Start of Data supplied

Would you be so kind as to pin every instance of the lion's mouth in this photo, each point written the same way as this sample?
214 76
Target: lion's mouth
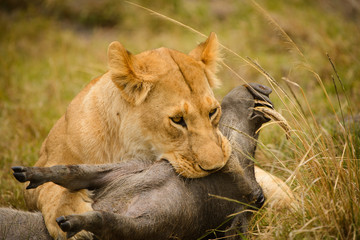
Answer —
186 168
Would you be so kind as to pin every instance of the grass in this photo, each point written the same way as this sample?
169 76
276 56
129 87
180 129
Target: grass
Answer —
51 49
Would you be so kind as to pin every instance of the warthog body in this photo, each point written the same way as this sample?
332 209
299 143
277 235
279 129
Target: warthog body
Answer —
138 200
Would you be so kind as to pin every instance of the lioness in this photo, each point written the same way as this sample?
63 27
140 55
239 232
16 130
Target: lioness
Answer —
154 105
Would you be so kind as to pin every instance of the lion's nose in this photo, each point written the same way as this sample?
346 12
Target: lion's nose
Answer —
211 170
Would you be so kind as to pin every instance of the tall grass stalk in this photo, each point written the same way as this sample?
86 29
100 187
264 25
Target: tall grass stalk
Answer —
321 163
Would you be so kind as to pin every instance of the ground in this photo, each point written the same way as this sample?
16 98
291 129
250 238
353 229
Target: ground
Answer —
307 51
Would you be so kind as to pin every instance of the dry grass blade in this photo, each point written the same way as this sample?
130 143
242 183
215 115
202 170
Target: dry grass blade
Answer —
277 117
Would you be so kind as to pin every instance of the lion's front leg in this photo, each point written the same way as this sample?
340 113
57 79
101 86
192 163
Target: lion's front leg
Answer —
55 201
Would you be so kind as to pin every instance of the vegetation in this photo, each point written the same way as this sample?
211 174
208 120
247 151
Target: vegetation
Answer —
307 51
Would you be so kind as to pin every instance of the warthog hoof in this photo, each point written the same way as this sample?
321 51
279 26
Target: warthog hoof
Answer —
68 225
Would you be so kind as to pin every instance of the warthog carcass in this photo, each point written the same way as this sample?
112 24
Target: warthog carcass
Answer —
138 200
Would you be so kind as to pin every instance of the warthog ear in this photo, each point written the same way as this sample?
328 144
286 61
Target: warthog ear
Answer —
134 86
208 53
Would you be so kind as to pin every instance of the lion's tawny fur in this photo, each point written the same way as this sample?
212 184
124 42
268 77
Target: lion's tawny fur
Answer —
128 113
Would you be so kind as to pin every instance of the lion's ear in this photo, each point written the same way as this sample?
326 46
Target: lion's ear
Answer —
208 53
134 86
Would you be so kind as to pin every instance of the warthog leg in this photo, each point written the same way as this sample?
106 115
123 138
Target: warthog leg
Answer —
74 177
104 224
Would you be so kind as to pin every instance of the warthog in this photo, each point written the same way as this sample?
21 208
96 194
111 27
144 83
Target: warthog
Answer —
140 200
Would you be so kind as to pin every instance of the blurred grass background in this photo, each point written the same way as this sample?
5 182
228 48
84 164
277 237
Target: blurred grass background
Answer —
50 49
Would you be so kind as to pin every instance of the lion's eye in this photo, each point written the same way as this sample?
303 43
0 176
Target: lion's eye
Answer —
179 121
212 112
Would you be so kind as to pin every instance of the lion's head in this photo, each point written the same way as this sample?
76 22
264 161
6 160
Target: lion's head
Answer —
171 91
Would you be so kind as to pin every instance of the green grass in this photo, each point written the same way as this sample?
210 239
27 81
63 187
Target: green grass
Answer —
50 49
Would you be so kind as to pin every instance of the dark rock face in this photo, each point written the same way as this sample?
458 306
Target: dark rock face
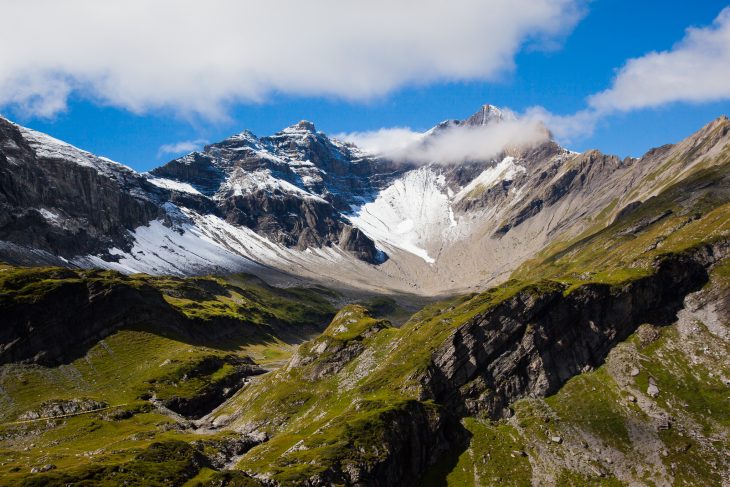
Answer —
413 436
534 342
73 317
67 209
215 392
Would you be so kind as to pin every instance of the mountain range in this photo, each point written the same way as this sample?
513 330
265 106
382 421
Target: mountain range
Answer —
299 204
293 309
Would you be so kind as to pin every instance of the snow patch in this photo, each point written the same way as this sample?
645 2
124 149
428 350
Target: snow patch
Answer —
174 185
409 213
506 170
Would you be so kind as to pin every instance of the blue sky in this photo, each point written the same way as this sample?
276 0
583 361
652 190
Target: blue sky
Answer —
583 61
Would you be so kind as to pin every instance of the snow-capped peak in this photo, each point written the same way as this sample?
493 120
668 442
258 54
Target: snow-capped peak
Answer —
488 114
303 126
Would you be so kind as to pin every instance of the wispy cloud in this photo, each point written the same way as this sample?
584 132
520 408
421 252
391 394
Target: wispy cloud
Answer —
695 70
196 57
182 147
453 144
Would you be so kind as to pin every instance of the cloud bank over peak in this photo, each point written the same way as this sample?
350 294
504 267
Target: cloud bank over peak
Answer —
197 57
450 143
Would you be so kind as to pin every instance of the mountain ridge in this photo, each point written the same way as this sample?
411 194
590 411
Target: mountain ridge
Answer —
300 203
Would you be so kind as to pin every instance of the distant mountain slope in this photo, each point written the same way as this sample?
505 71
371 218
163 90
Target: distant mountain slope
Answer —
301 205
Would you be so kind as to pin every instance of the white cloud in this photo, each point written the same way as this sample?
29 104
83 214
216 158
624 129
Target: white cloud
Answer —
182 147
697 69
565 127
453 144
195 57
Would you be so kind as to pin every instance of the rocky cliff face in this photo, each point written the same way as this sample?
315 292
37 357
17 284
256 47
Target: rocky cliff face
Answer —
531 344
66 202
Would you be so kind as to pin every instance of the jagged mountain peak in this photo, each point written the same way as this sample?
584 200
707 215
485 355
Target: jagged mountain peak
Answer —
488 114
301 126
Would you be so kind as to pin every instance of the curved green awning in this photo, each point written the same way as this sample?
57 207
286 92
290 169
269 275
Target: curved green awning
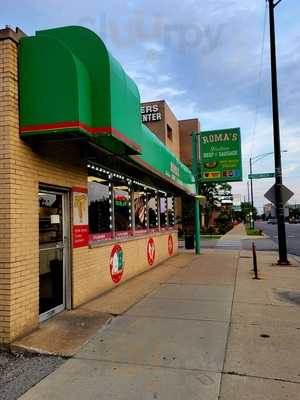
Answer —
70 85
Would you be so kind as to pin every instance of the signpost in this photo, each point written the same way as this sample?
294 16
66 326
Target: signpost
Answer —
221 159
285 193
262 175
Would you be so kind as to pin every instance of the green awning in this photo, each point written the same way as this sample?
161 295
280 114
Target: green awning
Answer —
71 86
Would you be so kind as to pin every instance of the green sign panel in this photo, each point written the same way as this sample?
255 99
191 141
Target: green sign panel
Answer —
261 176
221 159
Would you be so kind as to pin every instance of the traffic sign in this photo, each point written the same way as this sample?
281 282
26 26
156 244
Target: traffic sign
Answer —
286 194
262 175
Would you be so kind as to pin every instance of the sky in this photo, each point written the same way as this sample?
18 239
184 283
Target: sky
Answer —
208 59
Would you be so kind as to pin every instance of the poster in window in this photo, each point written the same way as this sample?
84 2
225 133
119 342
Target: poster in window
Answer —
80 217
116 263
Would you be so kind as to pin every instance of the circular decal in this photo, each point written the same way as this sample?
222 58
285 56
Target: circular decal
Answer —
116 263
170 245
150 251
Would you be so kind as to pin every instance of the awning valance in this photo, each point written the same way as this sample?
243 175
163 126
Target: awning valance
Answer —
71 87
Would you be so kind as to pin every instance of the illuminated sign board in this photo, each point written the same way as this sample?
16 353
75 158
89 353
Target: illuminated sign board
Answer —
151 113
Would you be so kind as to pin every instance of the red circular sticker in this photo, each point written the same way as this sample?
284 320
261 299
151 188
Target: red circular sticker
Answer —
116 263
170 245
150 251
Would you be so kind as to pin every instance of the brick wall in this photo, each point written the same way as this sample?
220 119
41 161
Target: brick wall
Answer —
21 171
91 272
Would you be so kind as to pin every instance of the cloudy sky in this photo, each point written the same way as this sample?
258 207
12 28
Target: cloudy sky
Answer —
205 58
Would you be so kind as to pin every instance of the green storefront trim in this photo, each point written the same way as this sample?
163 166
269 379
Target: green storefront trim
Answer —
71 86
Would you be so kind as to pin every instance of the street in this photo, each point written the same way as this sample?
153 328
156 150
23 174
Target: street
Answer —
292 235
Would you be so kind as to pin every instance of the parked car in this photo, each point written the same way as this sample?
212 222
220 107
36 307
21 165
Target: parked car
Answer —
272 221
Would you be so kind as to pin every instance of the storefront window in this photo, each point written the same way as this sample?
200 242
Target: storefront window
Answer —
100 210
163 210
122 208
140 208
171 210
153 210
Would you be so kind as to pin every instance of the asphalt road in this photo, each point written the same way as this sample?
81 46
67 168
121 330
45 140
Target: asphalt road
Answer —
292 235
271 243
19 372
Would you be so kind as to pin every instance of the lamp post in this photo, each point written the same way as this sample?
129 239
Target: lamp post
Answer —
283 260
195 170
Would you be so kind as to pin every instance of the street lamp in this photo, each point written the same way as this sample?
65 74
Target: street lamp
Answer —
253 160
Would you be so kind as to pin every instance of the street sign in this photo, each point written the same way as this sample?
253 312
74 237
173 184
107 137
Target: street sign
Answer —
286 194
221 159
262 175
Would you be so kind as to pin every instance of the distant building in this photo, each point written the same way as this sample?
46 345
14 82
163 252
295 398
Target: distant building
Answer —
270 211
174 133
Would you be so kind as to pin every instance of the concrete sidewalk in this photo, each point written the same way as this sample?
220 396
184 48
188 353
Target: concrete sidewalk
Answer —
208 332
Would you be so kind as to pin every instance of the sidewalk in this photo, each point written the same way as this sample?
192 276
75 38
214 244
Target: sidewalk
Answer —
208 332
238 232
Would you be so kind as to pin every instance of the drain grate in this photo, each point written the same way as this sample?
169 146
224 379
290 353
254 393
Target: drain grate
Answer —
291 296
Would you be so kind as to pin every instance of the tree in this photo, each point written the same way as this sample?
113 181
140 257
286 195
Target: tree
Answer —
246 210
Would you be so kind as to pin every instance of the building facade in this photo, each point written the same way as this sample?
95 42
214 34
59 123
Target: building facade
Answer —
176 135
85 204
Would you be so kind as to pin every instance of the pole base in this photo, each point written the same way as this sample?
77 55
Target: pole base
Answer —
283 262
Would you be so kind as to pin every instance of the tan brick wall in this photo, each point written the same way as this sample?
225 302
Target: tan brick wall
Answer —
22 169
91 272
186 127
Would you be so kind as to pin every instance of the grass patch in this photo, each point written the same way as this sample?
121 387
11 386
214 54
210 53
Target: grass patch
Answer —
211 237
253 232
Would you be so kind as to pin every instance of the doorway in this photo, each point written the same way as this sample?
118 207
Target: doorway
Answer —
54 282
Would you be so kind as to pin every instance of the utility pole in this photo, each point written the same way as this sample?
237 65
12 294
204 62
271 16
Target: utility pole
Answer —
283 260
252 200
195 170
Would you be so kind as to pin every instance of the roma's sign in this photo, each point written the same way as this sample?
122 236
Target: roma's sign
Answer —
221 159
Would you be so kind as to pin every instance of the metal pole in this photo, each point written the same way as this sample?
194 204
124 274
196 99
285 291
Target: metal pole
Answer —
252 201
197 208
283 260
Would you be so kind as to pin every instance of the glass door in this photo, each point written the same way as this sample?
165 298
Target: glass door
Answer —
52 252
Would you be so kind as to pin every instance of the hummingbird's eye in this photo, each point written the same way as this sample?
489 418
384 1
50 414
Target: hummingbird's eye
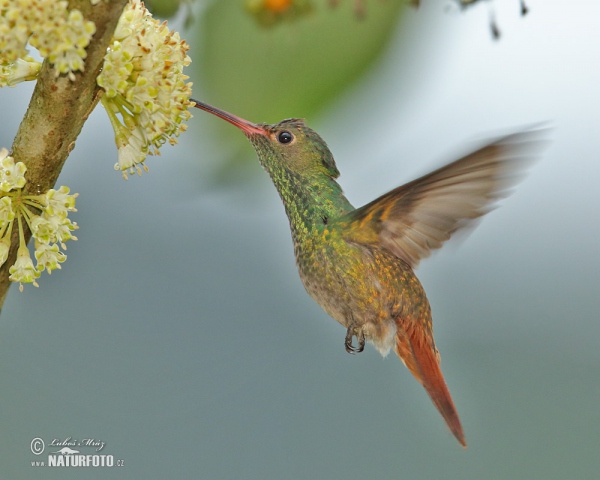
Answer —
284 137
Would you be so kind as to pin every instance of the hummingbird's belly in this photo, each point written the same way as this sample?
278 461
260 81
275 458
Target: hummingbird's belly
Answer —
357 285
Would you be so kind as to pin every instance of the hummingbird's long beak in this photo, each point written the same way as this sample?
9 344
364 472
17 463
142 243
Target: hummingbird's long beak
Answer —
244 125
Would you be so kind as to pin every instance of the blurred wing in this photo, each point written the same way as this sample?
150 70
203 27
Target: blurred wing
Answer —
420 216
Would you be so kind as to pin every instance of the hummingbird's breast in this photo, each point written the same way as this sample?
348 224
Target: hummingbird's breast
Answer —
360 285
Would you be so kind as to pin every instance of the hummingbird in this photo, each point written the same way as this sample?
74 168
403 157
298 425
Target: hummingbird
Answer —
358 263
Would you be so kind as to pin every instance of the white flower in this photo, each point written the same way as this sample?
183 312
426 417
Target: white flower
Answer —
144 83
45 214
48 257
11 175
21 70
59 34
23 270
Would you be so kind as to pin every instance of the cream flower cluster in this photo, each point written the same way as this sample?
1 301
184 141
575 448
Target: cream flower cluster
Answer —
143 82
46 217
58 34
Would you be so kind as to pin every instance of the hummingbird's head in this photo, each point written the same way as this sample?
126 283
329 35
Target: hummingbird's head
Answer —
294 146
289 144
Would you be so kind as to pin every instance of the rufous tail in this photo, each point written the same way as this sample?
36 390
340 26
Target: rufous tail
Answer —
420 357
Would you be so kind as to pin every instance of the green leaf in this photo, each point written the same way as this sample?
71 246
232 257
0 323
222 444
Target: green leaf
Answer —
293 68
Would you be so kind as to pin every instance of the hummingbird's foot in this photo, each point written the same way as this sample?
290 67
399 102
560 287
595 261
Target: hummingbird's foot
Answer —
357 332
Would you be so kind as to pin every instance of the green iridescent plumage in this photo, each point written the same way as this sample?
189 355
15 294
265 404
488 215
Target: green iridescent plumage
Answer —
358 263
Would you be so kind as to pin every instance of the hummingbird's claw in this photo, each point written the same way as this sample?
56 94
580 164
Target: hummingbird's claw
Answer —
357 332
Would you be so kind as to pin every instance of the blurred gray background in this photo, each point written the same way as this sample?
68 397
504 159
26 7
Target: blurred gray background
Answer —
178 331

End of Data supplied

- Directions for this task
When pictures appear in the records above, leave them out and reproduce exactly each line from the first through the line containing "Target: lioness", both included.

- Result below
Would you be so kind as to pin every instance of the lion's mouth in this photo, each point written the same way as this sample?
214 76
Target: lion's mouth
Answer —
186 168
Would you be so kind as to pin every instance of the grass in this photo, each point written the same way as this sample?
169 76
276 56
129 87
180 129
Target: grass
Answer —
51 49
Would you be so kind as to pin every instance of the warthog body in this photo, each point written the same way as this sample?
332 209
299 143
277 235
279 129
Target: warthog body
Answer —
138 200
Would you be so kind as to pin every instance of the lioness in this photo, each point written the same way as this sample?
63 27
140 55
239 232
16 130
Target: lioness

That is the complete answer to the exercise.